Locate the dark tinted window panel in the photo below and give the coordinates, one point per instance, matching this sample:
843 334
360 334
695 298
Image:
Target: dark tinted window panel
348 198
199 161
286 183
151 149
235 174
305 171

--

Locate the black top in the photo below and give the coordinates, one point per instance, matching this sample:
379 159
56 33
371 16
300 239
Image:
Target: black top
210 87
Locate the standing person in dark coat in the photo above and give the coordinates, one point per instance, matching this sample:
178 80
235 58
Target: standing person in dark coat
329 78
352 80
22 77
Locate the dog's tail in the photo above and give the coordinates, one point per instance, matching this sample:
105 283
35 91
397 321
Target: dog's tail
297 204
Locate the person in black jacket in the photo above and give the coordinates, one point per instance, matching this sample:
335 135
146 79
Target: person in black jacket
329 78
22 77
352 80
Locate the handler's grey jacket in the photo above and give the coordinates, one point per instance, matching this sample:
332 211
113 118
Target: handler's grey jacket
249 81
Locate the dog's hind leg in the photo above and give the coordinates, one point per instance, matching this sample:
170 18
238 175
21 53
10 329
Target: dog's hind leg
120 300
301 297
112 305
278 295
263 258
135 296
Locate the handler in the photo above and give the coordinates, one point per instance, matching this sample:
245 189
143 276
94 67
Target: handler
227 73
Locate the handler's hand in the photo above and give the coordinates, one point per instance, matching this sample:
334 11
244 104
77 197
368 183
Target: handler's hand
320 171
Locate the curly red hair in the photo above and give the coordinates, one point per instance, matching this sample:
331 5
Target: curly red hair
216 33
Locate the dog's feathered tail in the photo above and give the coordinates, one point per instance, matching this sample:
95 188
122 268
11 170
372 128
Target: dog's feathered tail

--

◆ **Aim of the task**: In the material above, find the line containing "Target: person in black jacket" and the line containing "Locate the dog's feathered", then write out exactly those two lines and every line between them, and nothing more.

◆ **Expected answer**:
Target: person in black jacket
329 78
22 77
352 80
Locate the handler's grey jacket in the photo above and give the coordinates, one point per instance, matching this sample:
332 211
113 118
Target: handler's grey jacket
249 81
Locate the dog's hind leg in the photo above and give the coordinates, one point per instance, matching this sample:
170 18
238 175
21 53
10 329
Target: dog's hind leg
120 300
301 297
112 305
278 295
263 258
135 296
Locate the handler in the photo above and give the coordinates, one point per instance, matching this sample:
245 189
143 276
94 67
Target: handler
227 73
Locate the handler's hand in the photo above and give the coordinates, one point per instance, matching this sample:
334 11
244 104
77 197
368 183
Target: handler's hand
320 171
Locate the curly red hair in the photo above and give the coordinates, one point per instance, matching this sample:
331 5
Target: curly red hair
216 33
Locate the dog's feathered tail in the photo above and give the coordinates, one point per instance, matching this sample:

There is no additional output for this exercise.